## START EXCERPT PROVIDED
This is, after all, a woman who once owned the world's largest dog, a great dane called Sir Galahad, who stood more than 7ft on his hind legs. This small but feisty woman, was not about to be stopped from doing what she has done regularly for 30 years.

Dogs are one of her many passions, but the greatest of her passions are the wild mushrooms around her home in the forest. It was the defence of her right to pick as many as she likes and to sell them to hotels and chefs that lay behind her arrest.

After four years of legal battles involving a criminal prosecution for theft, and a civil suit over the right to pick on common land - she won both - she has won a unique licence from the Department for Environment Food and Rural Affairs. She can pick wild fungi for life in the forest. As she said when The Independent joined her on her daily foraging trip this week: "At least it means the Forestry Commission aren't always watching me when I have a pee in the forest".

We set off from Gorse Meadow, near Lymington, their guesthouse and mushroom headquarters, with the apron-clad Mrs Tee, 64, at the wheel of her blue Rolls Royce with her husband John in the passenger seat.

Together they recount their battles with bureaucracy: "Thirty-two court appearances before the judge threw the criminal case out. Thirty two!" The judge attacked the waste of public money; John, with relish, adds: "It's cost them nearly a million pounds altogether. I had the letter this morning."

Officialdom sometimes needs her: "The health people in Southampton had these girolles from France they could not identify. They were ticking!" she laughs. "They came from near Chernobyl, they were radioactive!"

As a child in southern Germany, mushrooms were a vital food source in the lean postwar years. She became an air stewardess, married and settled in the New Forest. In the mid-70s, Mrs Tee began picking and eventually selling the mushrooms .

"Mrs Tee's Wild Mushrooms" was doing nicely until 1998 when the Forestry Commission told her not to pick more than the permitted daily 1.5kilos. Several run-ins later, the commission called in the police.

Mrs Tee stops the car, dons her ever-present Barbour and takes a sharp left into the bracken, marching deep into the forest. We are after winter chanterelles, and pied de mouton, or "hedgehog" mushrooms. She begins furiously picking away, nipping the small brown fungi just above the root. "Look," she says, parting the bracken, "they are everywhere. How can the commission say we are depriving the forest, they know nothing. There's enough for everyone."

Heading home, Mrs Tee tells how, come April, she will be searching the verges of this busy road for the coveted St George's mushroom. "I have to keep my bottom facing away from the cars otherwise I will get hit," she roars.

The Rolls comes to a sudden halt. "She does this all the time," says John. And Mrs Tee is off into the woods in search of something that caught her eye: "Sparassis crispa," she cries, a small woman in an apron and a determined look in her eye.
## END EXCERPT PROVIDED
## START PROVIDED DATA
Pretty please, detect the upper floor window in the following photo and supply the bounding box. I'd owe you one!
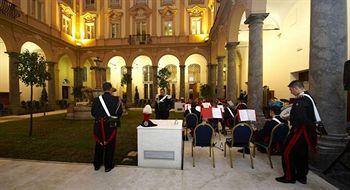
[135,20,147,35]
[191,17,202,34]
[30,0,45,21]
[135,0,148,4]
[110,22,121,38]
[142,65,152,83]
[85,0,95,9]
[109,0,122,8]
[62,15,72,35]
[188,0,204,4]
[161,0,174,6]
[85,22,96,39]
[163,20,174,36]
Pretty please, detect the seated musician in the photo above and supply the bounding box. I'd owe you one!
[238,106,288,152]
[184,100,202,123]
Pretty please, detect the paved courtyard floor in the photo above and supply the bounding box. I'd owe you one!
[0,137,336,190]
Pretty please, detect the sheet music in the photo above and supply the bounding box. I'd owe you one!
[202,102,211,108]
[238,109,256,121]
[212,108,222,119]
[218,105,225,113]
[196,106,201,112]
[185,104,191,111]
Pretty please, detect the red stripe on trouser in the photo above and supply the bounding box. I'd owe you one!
[283,130,303,180]
[100,118,106,142]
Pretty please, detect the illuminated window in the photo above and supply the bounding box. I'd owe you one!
[188,64,201,84]
[110,22,120,38]
[161,0,174,6]
[109,0,121,7]
[85,22,95,39]
[191,17,202,34]
[85,0,95,9]
[163,20,174,36]
[136,21,147,35]
[62,15,72,35]
[135,0,148,4]
[31,0,45,22]
[142,65,153,83]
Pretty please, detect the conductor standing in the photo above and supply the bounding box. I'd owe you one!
[91,82,123,172]
[155,89,171,119]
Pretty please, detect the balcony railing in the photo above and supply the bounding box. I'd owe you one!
[129,34,152,45]
[0,0,21,19]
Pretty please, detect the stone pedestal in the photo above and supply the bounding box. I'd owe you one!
[244,13,269,128]
[47,62,57,108]
[126,66,132,105]
[309,0,348,170]
[6,52,21,114]
[226,42,239,102]
[216,56,225,98]
[152,65,158,98]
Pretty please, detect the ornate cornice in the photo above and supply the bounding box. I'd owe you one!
[82,12,97,22]
[59,3,75,18]
[109,10,123,21]
[129,4,152,19]
[158,6,177,17]
[187,5,207,17]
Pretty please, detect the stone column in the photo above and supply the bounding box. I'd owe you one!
[309,0,348,170]
[180,65,186,99]
[210,64,218,99]
[244,13,269,127]
[47,62,57,107]
[100,67,107,84]
[152,65,158,98]
[225,42,239,102]
[73,67,83,87]
[93,67,102,89]
[216,56,225,98]
[126,66,132,105]
[6,52,21,114]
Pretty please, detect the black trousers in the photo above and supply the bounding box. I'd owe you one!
[94,137,116,169]
[282,130,309,180]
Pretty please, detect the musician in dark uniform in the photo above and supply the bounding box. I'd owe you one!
[91,82,123,172]
[155,89,171,119]
[276,80,320,184]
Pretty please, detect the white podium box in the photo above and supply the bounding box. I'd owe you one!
[137,119,182,169]
[174,102,185,112]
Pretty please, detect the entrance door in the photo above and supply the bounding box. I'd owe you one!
[188,83,199,100]
[62,86,69,99]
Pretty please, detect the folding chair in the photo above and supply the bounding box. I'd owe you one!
[253,123,289,168]
[192,122,215,168]
[224,123,254,169]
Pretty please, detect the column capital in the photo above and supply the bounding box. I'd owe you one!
[216,56,225,62]
[225,42,240,50]
[244,13,269,25]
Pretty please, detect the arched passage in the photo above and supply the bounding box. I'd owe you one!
[106,56,126,97]
[56,55,74,100]
[131,55,153,100]
[19,42,46,101]
[0,37,10,105]
[185,54,208,99]
[158,54,180,98]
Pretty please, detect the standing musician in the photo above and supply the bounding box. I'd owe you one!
[276,80,321,184]
[91,82,123,172]
[155,89,171,119]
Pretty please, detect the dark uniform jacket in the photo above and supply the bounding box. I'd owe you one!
[91,92,123,142]
[155,95,171,119]
[290,92,317,147]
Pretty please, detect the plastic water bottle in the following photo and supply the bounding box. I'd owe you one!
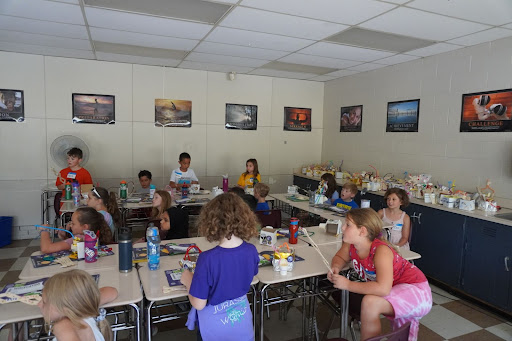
[146,223,160,270]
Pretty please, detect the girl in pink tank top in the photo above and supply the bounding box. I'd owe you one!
[327,208,432,341]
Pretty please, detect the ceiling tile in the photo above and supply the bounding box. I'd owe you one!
[85,7,213,39]
[84,0,231,24]
[298,42,394,62]
[348,63,387,72]
[324,70,359,78]
[89,27,199,51]
[0,41,95,59]
[0,30,92,50]
[407,0,512,26]
[205,27,314,52]
[326,27,435,52]
[240,0,396,25]
[96,52,180,66]
[219,7,348,40]
[0,0,85,25]
[185,52,268,68]
[279,53,361,69]
[375,54,420,65]
[407,43,463,57]
[179,60,254,73]
[0,15,89,39]
[194,41,288,60]
[262,62,336,75]
[250,69,317,79]
[360,7,489,41]
[447,28,512,46]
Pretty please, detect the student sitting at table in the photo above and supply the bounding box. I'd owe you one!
[87,187,121,234]
[254,182,270,211]
[160,206,188,240]
[320,173,340,205]
[137,170,152,194]
[38,269,118,341]
[332,182,359,211]
[151,190,172,219]
[236,159,261,188]
[378,188,411,250]
[39,207,112,253]
[181,193,259,341]
[327,208,432,341]
[169,153,199,190]
[55,148,92,197]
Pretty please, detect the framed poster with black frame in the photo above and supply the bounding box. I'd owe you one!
[225,103,258,130]
[340,105,363,132]
[460,89,512,132]
[386,99,420,132]
[72,94,116,124]
[0,89,25,122]
[284,107,311,131]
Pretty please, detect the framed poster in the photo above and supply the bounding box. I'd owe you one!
[460,89,512,132]
[386,99,420,132]
[155,99,192,128]
[284,107,311,131]
[340,105,363,132]
[0,89,25,122]
[226,103,258,130]
[72,94,116,124]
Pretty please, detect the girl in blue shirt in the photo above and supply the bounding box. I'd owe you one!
[181,193,259,341]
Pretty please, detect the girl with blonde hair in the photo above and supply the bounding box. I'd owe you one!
[38,270,117,341]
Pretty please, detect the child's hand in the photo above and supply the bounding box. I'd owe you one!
[180,270,194,288]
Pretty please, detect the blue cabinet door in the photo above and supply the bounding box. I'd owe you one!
[407,205,465,288]
[462,217,512,311]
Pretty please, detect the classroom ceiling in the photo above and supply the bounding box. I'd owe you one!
[0,0,512,81]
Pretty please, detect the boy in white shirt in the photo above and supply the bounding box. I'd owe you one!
[169,153,199,190]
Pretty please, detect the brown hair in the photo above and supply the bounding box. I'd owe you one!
[343,182,358,195]
[254,182,270,198]
[197,193,258,242]
[384,187,410,208]
[76,207,112,245]
[151,190,172,219]
[320,173,338,199]
[43,269,112,341]
[91,187,121,227]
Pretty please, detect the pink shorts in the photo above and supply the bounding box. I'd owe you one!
[383,282,432,341]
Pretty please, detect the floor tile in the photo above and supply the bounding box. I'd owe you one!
[442,300,503,328]
[450,329,510,341]
[485,322,512,340]
[420,305,481,339]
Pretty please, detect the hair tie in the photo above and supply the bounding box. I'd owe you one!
[96,308,107,322]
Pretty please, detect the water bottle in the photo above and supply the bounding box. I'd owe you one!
[146,223,160,270]
[118,227,132,272]
[64,181,71,200]
[71,180,80,207]
[119,180,128,199]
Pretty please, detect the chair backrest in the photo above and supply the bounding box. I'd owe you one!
[366,322,411,341]
[256,209,281,229]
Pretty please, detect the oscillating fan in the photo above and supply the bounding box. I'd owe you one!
[50,135,89,169]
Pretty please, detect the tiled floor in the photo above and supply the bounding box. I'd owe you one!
[0,238,512,341]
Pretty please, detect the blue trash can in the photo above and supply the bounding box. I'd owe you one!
[0,217,12,247]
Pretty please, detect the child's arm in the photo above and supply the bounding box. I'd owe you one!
[181,270,208,310]
[331,243,393,297]
[40,228,71,253]
[396,214,411,246]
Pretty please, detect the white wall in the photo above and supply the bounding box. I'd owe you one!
[0,52,324,238]
[322,38,512,207]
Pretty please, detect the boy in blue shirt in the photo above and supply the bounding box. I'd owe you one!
[254,182,270,211]
[332,182,359,211]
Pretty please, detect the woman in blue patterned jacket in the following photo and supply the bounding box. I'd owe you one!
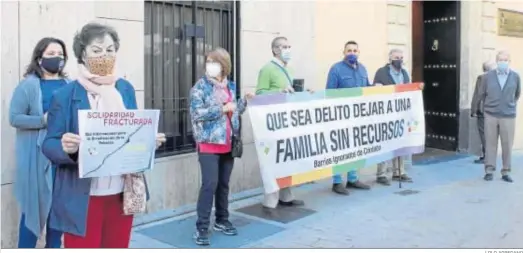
[190,48,253,245]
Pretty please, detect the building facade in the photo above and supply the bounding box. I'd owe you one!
[0,0,523,248]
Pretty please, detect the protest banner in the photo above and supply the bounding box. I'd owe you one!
[249,83,425,193]
[78,110,160,178]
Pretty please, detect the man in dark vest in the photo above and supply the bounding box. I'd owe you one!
[478,51,521,183]
[470,61,496,163]
[374,49,412,185]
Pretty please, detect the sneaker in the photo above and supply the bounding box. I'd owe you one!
[501,175,514,183]
[213,221,238,235]
[193,229,211,246]
[332,184,349,195]
[345,180,370,190]
[376,177,390,186]
[392,174,412,183]
[474,156,485,164]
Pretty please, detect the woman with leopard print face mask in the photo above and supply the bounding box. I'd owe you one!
[42,23,165,248]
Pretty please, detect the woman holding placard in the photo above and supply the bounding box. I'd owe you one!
[43,23,165,248]
[9,37,69,248]
[190,48,253,245]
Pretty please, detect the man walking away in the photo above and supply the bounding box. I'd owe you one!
[470,61,496,163]
[479,51,521,183]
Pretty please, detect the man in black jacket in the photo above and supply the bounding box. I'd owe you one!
[374,49,412,185]
[470,61,496,163]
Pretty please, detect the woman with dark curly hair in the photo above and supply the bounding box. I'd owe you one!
[9,37,68,248]
[43,23,165,248]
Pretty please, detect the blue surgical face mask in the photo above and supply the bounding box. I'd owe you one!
[498,61,508,71]
[345,54,358,64]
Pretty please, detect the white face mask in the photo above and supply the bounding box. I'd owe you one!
[281,49,291,62]
[205,62,222,78]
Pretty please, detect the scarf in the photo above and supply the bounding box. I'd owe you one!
[78,64,126,111]
[207,76,229,104]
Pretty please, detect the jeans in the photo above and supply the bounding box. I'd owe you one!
[18,214,62,249]
[332,170,358,184]
[196,153,234,230]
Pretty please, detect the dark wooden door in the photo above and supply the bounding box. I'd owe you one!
[423,1,460,151]
[144,1,236,156]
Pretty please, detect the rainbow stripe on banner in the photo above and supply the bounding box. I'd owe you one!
[249,83,425,188]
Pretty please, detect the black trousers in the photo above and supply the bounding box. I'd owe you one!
[196,153,234,230]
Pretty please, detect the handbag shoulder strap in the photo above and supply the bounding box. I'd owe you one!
[271,61,292,86]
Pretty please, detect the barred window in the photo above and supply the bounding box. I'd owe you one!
[144,1,235,157]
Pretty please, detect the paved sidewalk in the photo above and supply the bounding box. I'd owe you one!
[131,151,523,248]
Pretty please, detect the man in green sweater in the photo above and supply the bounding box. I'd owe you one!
[256,37,304,216]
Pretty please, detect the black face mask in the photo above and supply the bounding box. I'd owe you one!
[40,56,65,74]
[390,60,403,69]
## END PROVIDED DATA
PROBLEMS AND TASKS ->
A. In the article about the New Forest mushroom forager, what was the name of the great dane Mrs Tee once owned?
B. Translate this sentence from the article about the New Forest mushroom forager into French: "She can pick wild fungi for life in the forest."

EXPECTED RESPONSES ->
A. Sir Galahad.

B. Elle peut cueillir des champignons sauvages à vie dans la forêt.